_PROVIDED PASSAGE_.
Meeting with Aletta Jacobs, the delegation decided to split up with Ramondt-Hirschmann and Schwimmer approaching the German Foreign Minister Gottlieb von Jagow, while Balch and Macmillan spoke with the Lord President of the Council Crewe, who was acting British Foreign Secretary. Von Jagow did not see any practical result, but agreed that Germany was not opposed to neutral mediation. Lord Crewe refused to "accept" a proposal, stating only that Britain would not place obstacles to such a meeting or object to a conference if it actually came to fruition. Armed with these statements, Schwimmer secured a promise from Wallenberg that he would present the plan to the Swedish Cabinet. In the meantime, while the delegates were abroad, Aletta Jacobs was putting pressure on the Dutch Prime Minister Pieter Cort van der Linden to host the conference at the Hague. Van der Linden wanted assurances that President Woodrow Wilson would favor conference and sent Jacobs on an official inquiry mission. They were unable to persuade Wilson to act and it would not be until the war had ended that the conference for the League of Nations would occur.

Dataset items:
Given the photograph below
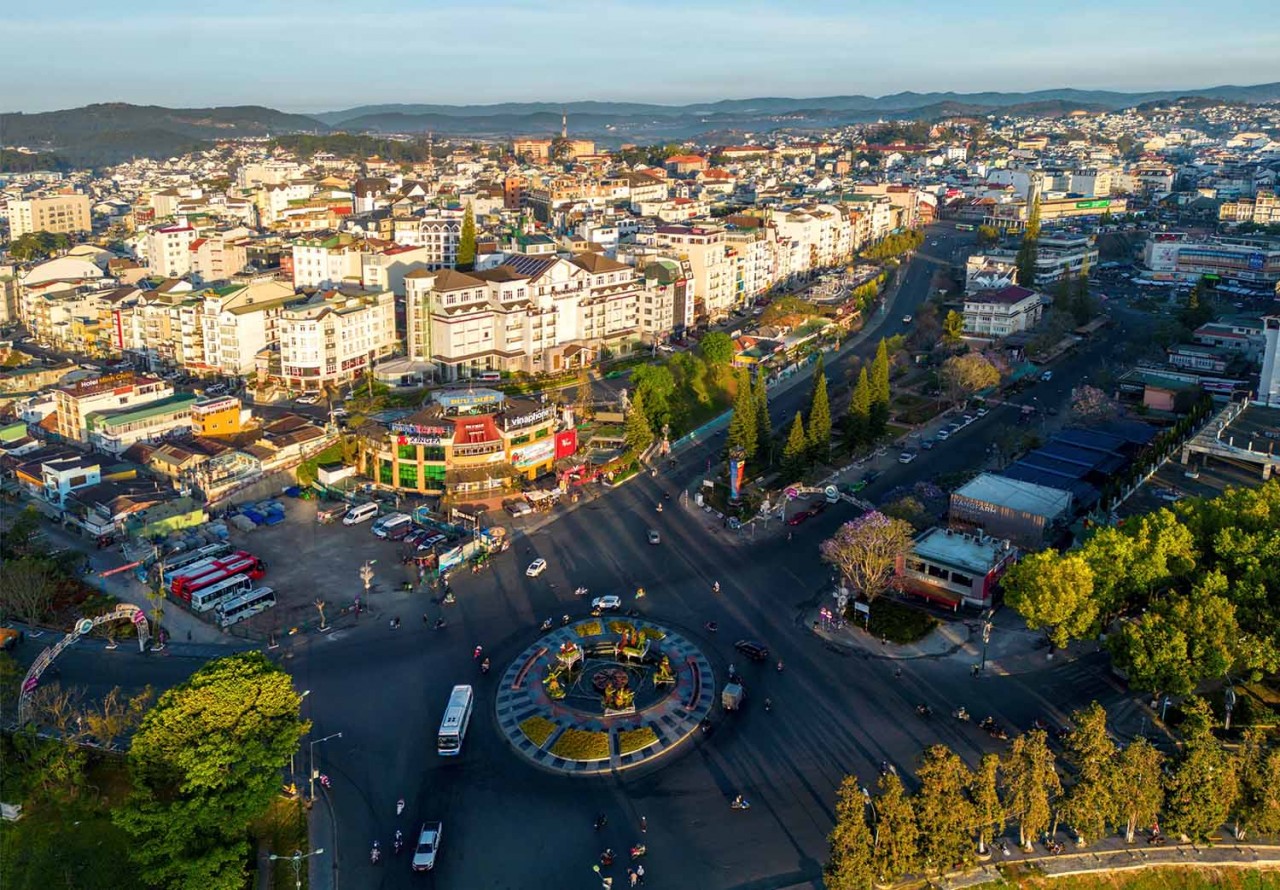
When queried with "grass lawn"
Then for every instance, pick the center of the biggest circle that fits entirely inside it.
(899, 623)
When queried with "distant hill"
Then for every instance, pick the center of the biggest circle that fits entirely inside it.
(113, 132)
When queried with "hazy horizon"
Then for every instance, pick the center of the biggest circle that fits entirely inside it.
(338, 56)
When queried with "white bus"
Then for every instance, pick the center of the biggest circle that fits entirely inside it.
(243, 606)
(205, 598)
(453, 728)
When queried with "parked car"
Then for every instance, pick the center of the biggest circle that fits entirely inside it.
(753, 649)
(428, 845)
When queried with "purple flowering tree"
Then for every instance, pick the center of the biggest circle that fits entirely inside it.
(865, 551)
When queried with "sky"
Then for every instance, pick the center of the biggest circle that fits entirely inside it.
(320, 55)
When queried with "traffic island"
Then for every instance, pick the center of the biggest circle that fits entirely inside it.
(599, 695)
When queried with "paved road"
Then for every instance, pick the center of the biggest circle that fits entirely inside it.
(508, 825)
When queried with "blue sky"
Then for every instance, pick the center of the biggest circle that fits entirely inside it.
(316, 55)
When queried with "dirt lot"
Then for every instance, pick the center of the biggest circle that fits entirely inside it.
(307, 561)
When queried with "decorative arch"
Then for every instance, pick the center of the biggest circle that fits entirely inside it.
(122, 612)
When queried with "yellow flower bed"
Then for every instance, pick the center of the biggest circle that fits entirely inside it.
(630, 740)
(581, 745)
(538, 730)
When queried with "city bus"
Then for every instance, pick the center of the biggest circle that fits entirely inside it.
(453, 728)
(243, 606)
(205, 598)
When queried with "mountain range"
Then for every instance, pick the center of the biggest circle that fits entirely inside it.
(113, 132)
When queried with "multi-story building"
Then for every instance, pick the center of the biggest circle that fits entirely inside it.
(64, 213)
(333, 337)
(993, 314)
(101, 396)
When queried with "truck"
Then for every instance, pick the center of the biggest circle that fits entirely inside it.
(241, 562)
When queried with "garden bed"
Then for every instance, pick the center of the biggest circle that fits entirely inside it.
(899, 623)
(636, 739)
(538, 730)
(576, 744)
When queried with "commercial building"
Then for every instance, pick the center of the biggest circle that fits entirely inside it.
(333, 337)
(1018, 511)
(58, 214)
(955, 569)
(1001, 313)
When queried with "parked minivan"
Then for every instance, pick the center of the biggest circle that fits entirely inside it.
(361, 514)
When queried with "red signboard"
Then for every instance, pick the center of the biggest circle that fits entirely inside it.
(566, 443)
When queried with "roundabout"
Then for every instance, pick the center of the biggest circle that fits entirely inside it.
(604, 694)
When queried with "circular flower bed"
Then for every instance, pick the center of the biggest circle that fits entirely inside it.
(575, 744)
(538, 730)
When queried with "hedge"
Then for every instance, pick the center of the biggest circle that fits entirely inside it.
(630, 740)
(576, 744)
(538, 730)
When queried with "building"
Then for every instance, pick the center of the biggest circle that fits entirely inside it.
(995, 314)
(59, 214)
(1009, 509)
(216, 416)
(333, 337)
(955, 569)
(101, 396)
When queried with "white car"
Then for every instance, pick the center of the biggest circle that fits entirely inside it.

_TASK DESCRIPTION_.
Using the passage about the peace delegation, say whether each statement agrees with it. Answer yes or no and quote the deciding words.
1. Balch and Macmillan spoke with Lord Crewe.
2. Von Jagow said Germany was opposed to neutral mediation.
3. Van der Linden wanted assurances that President Woodrow Wilson would favor the conference.

_OUTPUT OF THE EXERCISE_.
1. Yes: "while Balch and Macmillan spoke with the Lord President of the Council Crewe"
2. No: "agreed that Germany was not opposed to neutral mediation"
3. Yes: "Van der Linden wanted assurances that President Woodrow Wilson would favor conference"